• **Exercise**
Copy out word for word the lines of the listing below, from the line containing "Objective — for every instance of the helmet chin" through the end of the listing, including both of those end lines.
=-=-=
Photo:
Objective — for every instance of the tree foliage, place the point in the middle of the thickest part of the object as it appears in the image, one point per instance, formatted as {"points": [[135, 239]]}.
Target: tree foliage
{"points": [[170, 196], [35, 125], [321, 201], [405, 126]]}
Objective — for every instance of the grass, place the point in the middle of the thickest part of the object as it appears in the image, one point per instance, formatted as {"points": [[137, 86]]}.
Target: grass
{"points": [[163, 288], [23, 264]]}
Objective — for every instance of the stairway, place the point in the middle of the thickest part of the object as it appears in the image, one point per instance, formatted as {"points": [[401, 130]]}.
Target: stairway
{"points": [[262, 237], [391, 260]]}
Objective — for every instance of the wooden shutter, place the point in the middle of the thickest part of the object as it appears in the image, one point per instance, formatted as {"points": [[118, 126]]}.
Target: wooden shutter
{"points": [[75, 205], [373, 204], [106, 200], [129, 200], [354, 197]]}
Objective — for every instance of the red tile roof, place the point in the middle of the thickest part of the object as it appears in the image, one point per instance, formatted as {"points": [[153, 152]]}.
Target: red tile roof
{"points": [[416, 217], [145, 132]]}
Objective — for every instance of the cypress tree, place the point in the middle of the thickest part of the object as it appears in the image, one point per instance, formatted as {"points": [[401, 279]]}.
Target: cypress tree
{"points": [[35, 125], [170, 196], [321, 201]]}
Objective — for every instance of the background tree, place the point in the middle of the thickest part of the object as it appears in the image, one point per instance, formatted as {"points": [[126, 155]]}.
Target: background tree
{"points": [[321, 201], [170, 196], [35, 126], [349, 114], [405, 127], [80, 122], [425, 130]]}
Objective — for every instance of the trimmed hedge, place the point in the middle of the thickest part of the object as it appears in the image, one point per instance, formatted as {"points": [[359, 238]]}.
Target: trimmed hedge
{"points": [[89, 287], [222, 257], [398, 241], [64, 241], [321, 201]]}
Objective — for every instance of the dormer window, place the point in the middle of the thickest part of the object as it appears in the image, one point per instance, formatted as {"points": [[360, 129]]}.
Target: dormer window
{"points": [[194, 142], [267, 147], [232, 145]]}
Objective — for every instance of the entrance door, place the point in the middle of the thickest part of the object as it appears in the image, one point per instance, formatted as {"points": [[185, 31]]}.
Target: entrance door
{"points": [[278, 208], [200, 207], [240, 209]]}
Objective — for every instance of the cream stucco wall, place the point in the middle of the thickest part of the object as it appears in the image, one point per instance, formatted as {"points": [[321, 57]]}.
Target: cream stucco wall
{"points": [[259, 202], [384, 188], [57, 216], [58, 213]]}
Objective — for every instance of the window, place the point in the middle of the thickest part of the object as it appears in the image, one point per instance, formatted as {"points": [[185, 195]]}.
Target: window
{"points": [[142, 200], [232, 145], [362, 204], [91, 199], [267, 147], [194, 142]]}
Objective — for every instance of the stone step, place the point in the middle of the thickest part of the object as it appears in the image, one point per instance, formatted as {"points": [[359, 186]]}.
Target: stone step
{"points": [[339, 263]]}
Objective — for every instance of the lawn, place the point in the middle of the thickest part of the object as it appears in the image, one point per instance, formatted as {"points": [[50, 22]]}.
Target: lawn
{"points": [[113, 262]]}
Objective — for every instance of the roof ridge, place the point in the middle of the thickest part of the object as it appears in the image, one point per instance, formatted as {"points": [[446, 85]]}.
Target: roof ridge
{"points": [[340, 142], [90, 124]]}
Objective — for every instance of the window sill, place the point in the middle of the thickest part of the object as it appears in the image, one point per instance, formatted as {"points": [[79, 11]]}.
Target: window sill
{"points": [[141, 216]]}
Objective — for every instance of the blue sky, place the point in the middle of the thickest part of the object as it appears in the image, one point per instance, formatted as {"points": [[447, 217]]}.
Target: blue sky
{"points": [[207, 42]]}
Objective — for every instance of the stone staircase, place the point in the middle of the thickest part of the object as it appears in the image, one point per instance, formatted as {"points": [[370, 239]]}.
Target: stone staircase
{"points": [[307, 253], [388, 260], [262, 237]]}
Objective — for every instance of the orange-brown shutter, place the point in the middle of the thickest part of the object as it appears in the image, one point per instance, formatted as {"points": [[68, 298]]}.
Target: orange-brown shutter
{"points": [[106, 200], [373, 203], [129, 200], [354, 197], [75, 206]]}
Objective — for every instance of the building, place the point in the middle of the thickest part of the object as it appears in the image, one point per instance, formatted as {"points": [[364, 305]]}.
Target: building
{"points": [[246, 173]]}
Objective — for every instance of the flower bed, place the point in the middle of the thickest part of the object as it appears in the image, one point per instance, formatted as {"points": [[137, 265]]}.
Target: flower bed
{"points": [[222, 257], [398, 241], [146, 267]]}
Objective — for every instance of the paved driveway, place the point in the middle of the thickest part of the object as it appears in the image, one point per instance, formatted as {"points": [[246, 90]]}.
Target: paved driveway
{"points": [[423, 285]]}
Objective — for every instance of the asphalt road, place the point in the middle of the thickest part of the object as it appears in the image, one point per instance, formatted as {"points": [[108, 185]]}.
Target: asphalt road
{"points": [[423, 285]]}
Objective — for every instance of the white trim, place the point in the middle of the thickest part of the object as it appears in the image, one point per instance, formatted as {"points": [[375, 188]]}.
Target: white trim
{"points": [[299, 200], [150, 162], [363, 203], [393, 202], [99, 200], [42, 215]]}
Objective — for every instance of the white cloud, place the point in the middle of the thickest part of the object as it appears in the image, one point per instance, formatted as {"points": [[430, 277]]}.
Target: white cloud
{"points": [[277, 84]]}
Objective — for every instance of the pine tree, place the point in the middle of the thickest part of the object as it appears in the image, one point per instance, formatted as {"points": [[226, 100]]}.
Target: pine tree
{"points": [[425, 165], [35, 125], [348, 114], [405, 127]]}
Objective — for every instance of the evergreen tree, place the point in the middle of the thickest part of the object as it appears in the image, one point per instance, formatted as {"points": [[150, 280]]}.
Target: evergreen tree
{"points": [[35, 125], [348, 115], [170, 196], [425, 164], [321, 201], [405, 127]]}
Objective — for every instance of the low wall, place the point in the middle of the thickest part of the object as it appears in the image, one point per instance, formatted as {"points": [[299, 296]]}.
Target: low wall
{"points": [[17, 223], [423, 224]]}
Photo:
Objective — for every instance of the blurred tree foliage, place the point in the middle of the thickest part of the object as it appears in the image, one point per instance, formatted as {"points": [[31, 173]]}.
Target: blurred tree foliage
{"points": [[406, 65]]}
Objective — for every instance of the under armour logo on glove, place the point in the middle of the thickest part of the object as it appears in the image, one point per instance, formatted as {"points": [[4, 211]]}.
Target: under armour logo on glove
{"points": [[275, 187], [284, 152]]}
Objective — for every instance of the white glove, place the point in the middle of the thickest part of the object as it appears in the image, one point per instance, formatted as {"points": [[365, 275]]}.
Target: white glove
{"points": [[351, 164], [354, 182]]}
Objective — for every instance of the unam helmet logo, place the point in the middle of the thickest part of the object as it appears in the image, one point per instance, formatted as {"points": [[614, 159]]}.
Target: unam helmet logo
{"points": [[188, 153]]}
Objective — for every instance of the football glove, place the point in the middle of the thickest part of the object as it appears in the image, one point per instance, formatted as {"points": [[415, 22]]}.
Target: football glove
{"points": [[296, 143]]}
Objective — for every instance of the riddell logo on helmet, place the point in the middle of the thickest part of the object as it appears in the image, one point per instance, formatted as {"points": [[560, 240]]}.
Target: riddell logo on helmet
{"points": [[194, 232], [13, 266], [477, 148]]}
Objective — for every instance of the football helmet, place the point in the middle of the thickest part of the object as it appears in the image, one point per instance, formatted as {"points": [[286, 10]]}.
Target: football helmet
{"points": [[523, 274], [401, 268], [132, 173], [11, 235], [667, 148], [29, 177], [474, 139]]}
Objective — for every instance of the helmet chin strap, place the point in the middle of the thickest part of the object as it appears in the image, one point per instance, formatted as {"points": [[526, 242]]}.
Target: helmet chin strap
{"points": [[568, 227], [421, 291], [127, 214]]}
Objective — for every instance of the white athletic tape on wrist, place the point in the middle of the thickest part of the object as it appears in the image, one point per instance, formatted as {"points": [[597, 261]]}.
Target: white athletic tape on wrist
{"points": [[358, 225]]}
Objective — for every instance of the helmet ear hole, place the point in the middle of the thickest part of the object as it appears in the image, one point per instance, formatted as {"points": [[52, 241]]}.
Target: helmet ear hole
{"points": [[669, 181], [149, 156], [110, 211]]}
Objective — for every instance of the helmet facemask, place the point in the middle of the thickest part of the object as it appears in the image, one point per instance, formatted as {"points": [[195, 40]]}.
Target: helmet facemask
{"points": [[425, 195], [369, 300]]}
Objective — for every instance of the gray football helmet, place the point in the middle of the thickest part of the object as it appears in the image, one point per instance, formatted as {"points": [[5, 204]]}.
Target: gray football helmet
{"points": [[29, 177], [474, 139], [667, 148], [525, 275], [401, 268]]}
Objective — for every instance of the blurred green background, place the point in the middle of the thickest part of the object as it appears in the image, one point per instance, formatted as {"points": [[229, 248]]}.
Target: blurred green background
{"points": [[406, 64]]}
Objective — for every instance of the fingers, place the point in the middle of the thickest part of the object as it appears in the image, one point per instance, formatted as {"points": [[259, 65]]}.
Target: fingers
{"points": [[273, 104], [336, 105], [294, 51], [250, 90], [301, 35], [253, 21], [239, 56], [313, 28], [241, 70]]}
=-=-=
• **Result of the exercise**
Objective — for every instance of the helmet chin strap, place the point in the middle of the thickest part of the object as it appears in the image, one point per instance, formatted as {"points": [[526, 242]]}.
Target: helmet chin strap
{"points": [[568, 227], [421, 291], [127, 214]]}
Objective — for every instance of the white athletic tape on wrist, place the point in the middle of the thickest part of the object as it appears in the image, one point per instance, formatted as {"points": [[597, 261]]}.
Target: white athletic tape on wrist
{"points": [[358, 225]]}
Objective — for every instance of the helmet ear hole, place the point in the middle of the thickest part of the object as it appears in the image, one point per instance, formatted as {"points": [[52, 241]]}.
Target: helmet ear hole
{"points": [[669, 181], [149, 156], [110, 211]]}
Objective — for every instance of the helmet facemask, place the point in the middle of the thickest part of the object as it appears in the image, one point per instance, formatted as {"points": [[195, 40]]}.
Target: helmet facemask
{"points": [[425, 195], [369, 300]]}
Objective — for every instance of the gray football helmet, place the point in the middle of the thickest part of the object as it appears in the image, one point per instance, formatted as {"points": [[5, 204]]}.
Target: gray football helmet
{"points": [[29, 177], [474, 139], [667, 148], [525, 275], [401, 268]]}
Objective — for every instance of the blurred green background, place the point in the middle of the thickest part of the object as it appears in the image, one point per instance, formatted as {"points": [[229, 248]]}.
Target: blurred green background
{"points": [[406, 64]]}
Objective — for every instance of the fingers, place the point in the middle of the thickest part of the object as it appears in the image, one point per instance, formatted as {"points": [[259, 65]]}.
Target: fingers
{"points": [[273, 104], [336, 105], [294, 51], [250, 90], [301, 35], [253, 21], [239, 56], [313, 28], [241, 70]]}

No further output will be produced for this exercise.